## Records provided
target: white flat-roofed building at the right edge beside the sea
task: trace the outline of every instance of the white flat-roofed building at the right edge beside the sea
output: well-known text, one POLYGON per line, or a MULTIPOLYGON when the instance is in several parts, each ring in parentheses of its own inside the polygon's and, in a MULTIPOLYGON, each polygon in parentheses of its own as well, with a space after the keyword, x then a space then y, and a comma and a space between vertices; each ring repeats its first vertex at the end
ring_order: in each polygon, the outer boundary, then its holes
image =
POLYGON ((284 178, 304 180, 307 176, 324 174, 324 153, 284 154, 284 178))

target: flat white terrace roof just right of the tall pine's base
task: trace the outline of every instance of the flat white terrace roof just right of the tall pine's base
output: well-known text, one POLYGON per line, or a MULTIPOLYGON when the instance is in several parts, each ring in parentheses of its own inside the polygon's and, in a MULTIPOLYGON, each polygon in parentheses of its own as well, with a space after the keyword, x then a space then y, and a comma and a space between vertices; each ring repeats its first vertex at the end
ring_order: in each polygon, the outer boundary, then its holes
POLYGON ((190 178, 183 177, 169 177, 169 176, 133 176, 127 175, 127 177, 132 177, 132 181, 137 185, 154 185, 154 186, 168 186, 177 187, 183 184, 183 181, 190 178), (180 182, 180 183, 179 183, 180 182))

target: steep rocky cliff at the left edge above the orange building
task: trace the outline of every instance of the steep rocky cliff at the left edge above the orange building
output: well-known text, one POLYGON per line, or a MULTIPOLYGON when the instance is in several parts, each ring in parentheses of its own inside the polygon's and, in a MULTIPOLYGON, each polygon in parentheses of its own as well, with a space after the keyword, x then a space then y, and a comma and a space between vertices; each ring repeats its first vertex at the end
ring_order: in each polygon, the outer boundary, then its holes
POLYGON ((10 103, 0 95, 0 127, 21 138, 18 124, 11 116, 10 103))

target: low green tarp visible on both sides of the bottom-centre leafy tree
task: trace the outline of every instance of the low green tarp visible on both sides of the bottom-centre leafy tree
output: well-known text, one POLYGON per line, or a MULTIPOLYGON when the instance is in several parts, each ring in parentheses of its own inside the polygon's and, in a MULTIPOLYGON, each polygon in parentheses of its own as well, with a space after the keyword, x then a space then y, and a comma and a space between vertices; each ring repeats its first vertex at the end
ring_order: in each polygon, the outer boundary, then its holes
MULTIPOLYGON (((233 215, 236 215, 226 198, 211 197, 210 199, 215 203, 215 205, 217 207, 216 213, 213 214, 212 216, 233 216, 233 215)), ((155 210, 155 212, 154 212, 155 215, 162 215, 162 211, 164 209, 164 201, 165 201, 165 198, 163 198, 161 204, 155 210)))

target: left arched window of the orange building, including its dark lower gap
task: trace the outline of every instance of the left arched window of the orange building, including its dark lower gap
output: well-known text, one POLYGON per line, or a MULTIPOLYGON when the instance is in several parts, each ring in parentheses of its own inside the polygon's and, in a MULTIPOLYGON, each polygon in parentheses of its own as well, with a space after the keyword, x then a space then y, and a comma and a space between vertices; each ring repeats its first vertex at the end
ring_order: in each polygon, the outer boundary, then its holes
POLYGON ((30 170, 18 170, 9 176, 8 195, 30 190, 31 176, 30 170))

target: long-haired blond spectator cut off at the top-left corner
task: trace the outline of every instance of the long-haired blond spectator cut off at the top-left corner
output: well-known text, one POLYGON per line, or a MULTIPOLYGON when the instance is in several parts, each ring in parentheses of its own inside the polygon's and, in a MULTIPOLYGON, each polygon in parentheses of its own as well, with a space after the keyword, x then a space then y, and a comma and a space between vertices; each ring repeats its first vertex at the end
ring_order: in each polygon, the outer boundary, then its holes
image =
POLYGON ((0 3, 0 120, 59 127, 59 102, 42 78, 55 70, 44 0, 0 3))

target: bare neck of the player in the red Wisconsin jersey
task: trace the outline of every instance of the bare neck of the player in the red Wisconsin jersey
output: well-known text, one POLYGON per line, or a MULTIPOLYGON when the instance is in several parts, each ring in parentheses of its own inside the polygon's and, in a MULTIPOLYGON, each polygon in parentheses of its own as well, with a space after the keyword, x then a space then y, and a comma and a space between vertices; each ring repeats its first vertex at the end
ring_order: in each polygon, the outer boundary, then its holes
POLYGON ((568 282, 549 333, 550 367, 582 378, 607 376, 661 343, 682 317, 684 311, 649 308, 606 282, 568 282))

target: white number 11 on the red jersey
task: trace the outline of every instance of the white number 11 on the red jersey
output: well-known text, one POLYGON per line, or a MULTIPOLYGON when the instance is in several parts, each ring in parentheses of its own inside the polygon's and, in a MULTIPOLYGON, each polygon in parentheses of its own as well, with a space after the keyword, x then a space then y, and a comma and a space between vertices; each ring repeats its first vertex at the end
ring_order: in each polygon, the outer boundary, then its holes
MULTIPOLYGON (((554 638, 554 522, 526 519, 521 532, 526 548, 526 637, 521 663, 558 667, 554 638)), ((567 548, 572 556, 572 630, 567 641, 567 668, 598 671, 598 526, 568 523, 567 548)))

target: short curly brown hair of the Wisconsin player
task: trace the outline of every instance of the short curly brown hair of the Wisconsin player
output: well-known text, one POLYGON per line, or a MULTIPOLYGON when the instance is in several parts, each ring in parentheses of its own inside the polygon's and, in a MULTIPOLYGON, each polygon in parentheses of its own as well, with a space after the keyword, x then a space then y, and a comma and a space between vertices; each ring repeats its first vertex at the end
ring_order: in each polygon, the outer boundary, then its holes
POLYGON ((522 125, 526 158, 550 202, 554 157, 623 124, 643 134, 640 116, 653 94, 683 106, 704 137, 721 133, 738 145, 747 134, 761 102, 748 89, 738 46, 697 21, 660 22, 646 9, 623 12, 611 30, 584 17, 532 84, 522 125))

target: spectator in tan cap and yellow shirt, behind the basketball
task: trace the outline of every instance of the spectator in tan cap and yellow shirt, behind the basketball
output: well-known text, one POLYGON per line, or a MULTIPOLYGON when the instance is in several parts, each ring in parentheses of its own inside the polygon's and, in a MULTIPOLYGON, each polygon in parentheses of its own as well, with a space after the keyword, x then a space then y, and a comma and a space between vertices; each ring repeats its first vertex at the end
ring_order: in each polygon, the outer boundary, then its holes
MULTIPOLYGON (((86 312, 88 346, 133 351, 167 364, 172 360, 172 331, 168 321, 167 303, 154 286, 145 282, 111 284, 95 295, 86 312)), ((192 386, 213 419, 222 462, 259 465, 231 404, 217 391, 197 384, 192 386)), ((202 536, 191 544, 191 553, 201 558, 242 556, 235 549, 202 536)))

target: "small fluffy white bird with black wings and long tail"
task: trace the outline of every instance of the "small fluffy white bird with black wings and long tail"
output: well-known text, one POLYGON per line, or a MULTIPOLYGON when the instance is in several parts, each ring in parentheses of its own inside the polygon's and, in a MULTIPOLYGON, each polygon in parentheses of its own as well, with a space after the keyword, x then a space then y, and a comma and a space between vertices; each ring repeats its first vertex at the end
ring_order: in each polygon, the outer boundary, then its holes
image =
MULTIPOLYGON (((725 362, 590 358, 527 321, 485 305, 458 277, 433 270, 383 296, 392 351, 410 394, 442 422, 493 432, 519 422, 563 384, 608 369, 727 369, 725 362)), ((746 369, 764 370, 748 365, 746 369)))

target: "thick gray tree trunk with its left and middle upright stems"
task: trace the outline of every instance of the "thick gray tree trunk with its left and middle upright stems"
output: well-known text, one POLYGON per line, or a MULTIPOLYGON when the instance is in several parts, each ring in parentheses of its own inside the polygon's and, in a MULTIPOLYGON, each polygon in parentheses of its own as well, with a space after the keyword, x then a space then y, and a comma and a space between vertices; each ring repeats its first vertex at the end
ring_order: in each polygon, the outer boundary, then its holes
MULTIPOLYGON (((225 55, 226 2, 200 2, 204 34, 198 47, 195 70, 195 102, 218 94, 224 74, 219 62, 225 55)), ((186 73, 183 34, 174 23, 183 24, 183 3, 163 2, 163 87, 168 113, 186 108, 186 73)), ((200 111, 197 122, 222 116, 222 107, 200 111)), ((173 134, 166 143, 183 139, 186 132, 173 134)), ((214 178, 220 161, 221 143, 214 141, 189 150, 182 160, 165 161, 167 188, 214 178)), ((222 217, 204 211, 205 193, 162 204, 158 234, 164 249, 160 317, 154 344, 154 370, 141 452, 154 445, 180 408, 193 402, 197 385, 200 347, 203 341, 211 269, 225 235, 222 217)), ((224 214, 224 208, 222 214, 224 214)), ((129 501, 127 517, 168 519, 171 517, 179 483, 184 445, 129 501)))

## Instructions to follow
Report every line in the data above in which the word "green" appears.

## Answer space
target: low green tarp visible on both sides of the bottom-centre leafy tree
task: trace the outline of every instance of the low green tarp visible on both sides of the bottom-centre leafy tree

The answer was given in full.